[Dataset rows]
• • • •

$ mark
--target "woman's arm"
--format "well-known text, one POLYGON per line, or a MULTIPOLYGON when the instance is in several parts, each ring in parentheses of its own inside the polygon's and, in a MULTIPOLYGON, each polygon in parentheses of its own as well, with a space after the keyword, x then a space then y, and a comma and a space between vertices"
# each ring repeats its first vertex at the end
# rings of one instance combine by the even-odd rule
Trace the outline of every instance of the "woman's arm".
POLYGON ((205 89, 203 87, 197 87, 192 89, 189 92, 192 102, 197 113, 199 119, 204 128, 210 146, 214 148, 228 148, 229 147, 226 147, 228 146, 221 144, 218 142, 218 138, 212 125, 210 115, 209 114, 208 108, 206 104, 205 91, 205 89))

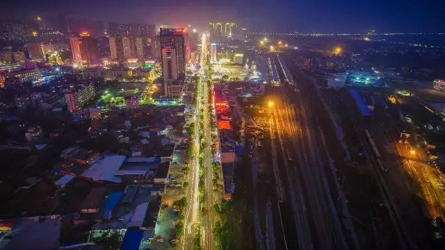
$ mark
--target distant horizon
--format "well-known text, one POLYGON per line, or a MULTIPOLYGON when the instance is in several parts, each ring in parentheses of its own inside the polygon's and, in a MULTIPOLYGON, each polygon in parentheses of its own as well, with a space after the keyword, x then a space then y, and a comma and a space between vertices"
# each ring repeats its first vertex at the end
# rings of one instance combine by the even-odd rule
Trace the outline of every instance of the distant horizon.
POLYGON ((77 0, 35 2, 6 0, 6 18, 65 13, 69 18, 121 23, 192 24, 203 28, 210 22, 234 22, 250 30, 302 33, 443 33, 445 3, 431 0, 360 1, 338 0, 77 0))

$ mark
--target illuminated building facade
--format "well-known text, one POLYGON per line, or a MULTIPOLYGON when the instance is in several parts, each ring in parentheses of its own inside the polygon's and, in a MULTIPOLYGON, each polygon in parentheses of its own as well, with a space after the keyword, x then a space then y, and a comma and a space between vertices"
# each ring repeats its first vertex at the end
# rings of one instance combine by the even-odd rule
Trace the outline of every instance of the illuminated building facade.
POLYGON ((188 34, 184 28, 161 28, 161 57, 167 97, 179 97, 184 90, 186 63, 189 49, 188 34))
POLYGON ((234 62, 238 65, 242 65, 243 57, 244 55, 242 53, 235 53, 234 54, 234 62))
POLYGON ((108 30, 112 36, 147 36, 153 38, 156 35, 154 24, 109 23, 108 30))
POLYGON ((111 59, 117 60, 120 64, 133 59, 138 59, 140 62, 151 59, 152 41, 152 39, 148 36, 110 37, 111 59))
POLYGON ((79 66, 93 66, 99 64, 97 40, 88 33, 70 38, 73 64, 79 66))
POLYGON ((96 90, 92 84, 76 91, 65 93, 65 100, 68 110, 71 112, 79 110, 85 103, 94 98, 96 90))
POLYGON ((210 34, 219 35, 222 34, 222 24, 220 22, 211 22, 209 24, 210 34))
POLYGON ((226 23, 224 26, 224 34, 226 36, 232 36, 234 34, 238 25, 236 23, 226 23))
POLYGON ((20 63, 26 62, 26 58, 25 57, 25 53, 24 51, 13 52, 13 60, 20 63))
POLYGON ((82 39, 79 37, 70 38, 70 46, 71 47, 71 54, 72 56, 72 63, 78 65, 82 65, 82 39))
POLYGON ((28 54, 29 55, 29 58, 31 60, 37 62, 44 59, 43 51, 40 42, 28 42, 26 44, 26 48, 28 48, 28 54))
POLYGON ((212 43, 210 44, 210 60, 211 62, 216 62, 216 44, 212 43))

• • • •

TASK BRIEF: Return every line of the entries above that contains the string "woman".

COMPLETE ANSWER:
--target "woman's arm"
Trace the outline of every instance of the "woman's arm".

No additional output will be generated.